● **PROVIDED DATA**
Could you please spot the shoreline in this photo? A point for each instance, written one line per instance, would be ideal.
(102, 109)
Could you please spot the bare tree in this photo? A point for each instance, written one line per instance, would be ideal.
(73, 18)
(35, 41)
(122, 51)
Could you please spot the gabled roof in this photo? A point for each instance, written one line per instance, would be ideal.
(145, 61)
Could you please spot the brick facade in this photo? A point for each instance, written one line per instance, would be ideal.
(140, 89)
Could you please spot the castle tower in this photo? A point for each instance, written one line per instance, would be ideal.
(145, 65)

● **PROBLEM REQUIREMENTS**
Return the listing above in full, character for character.

● **RESPONSE TO THE TASK**
Could you please spot the shoreline in this photo? A point for each instance, written one line per instance, would be ideal.
(102, 109)
Could you please spot the bare tree in this photo? A point for each instance, written one line per instance, would be ideal.
(73, 18)
(35, 41)
(122, 51)
Could you please spot the gabled roof in this photo? A point for each instance, written one line per instance, would be ideal.
(145, 61)
Could you please spot the brick facade in this photo? A point for each instance, written one line per instance, would be ideal.
(140, 89)
Could you please spot the castle tower in this photo? A point for each instance, written one line per instance, would be ideal.
(145, 65)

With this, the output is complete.